**ABOUT THIS TASK**
The expected output is the complete listing, copied word for word.
◇ ◇ ◇ ◇
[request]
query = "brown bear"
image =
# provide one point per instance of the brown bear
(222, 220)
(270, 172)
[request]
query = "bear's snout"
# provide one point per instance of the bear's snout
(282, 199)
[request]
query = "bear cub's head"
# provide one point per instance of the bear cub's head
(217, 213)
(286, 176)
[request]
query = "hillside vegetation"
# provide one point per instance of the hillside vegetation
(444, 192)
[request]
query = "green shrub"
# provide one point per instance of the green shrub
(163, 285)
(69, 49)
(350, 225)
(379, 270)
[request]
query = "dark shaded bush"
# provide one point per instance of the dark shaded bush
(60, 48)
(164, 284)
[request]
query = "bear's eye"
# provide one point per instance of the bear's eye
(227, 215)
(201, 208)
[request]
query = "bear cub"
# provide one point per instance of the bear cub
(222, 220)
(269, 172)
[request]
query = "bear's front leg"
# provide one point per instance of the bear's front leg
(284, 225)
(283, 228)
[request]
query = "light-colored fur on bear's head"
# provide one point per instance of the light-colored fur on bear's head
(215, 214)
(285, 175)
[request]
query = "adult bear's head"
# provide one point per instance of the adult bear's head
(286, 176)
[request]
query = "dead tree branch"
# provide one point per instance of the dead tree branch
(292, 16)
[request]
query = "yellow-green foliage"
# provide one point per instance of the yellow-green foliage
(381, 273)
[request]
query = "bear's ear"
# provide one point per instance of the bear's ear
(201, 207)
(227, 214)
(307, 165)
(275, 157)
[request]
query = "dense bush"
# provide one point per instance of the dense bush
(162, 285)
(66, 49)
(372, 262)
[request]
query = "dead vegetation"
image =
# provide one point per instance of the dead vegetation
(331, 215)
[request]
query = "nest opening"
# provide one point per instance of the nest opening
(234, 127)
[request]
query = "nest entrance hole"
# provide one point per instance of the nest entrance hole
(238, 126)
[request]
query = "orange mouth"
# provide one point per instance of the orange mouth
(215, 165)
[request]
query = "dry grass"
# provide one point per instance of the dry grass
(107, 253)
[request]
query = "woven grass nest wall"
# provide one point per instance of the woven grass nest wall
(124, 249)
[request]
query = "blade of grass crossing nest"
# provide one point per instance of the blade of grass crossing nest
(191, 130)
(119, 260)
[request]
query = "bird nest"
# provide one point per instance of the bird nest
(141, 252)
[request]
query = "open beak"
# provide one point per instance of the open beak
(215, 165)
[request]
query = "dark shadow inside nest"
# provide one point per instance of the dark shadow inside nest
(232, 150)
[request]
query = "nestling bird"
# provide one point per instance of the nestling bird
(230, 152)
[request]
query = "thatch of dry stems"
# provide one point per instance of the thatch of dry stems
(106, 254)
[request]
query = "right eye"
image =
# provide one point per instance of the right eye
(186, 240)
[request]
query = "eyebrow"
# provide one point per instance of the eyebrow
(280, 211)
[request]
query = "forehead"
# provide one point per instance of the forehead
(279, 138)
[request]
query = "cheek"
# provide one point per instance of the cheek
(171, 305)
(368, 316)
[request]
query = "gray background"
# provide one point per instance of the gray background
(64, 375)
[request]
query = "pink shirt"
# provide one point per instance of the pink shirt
◇ ◇ ◇ ◇
**YOUR RESPONSE**
[request]
query = "brown bear"
image =
# provide one point per instance of the brown bear
(222, 220)
(270, 172)
[request]
query = "bear's snout"
# provide one point per instance of the bear's snout
(282, 199)
[request]
query = "bear cub's head"
# provide one point per instance of the bear cub's head
(217, 213)
(286, 176)
[request]
query = "hillside vegetation"
# provide one point per instance of the hillside vegetation
(444, 192)
[request]
query = "green shrub"
# provide one point per instance of the green shrub
(163, 285)
(69, 49)
(350, 225)
(379, 270)
[request]
query = "dark shaded bush"
# provide one point per instance of the dark shaded bush
(60, 48)
(164, 284)
[request]
query = "bear's eye"
# provide one point per instance of the bear's eye
(227, 215)
(201, 208)
[request]
query = "bear cub"
# provide one point per instance of the bear cub
(222, 220)
(269, 172)
[request]
query = "bear's front leg"
# provide one point per instance of the bear's front leg
(284, 225)
(283, 228)
[request]
query = "light-colored fur on bear's head"
# provide one point per instance of the light-colored fur on bear's head
(215, 214)
(285, 175)
[request]
query = "adult bear's head"
# provide one point per instance of the adult bear's head
(286, 176)
[request]
query = "dead tree branch"
# provide one point per instance of the dead tree branch
(292, 16)
[request]
query = "yellow-green foliage"
# provide one point per instance of the yellow-green foliage
(381, 273)
[request]
query = "bear's ear"
# provide one point per instance of the bear's ear
(201, 207)
(227, 214)
(307, 165)
(275, 157)
[request]
query = "dense bush"
# provide one point per instance of the dense bush
(162, 285)
(66, 49)
(372, 262)
[request]
query = "dead vegetation"
image =
# provide one point per instance of the dead vegetation
(331, 215)
[request]
query = "nest opening"
# provide one point per instance of the nest opening
(234, 127)
[request]
query = "nest entrance hole"
# provide one point per instance of the nest entrance hole
(238, 126)
[request]
query = "orange mouth"
# provide one point per instance of the orange mouth
(215, 165)
[request]
query = "dry grass"
# provide one point per instance of the dry grass
(107, 253)
[request]
query = "woven grass nest wall"
# provide one point per instance of the woven grass nest wall
(124, 249)
[request]
query = "blade of grass crossing nest"
# provide one point per instance of the blade of grass crossing nest
(191, 130)
(119, 260)
[request]
query = "bird nest"
# provide one point per instance of the bird nest
(141, 252)
[request]
query = "open beak"
# provide one point per instance of the open beak
(215, 165)
[request]
query = "dark shadow inside nest"
# provide one point per instance of the dark shadow inside nest
(232, 150)
[request]
query = "nestling bird"
# provide one point per instance of the nestling bird
(230, 152)
[request]
query = "thatch of dry stems"
# provide one point per instance of the thatch of dry stems
(106, 254)
[request]
query = "right eye"
image =
# provide one point per instance of the right eye
(186, 240)
[request]
query = "eyebrow"
# provide one point per instance of the eyebrow
(280, 211)
[request]
query = "forehead"
# provide one point per instance of the forehead
(279, 138)
[request]
query = "cheek"
# provide one point per instance of the cheek
(171, 305)
(368, 316)
[request]
query = "gray background"
# provide one point per instance of the gray background
(64, 375)
[request]
query = "pink shirt"
# provide one point per instance of the pink shirt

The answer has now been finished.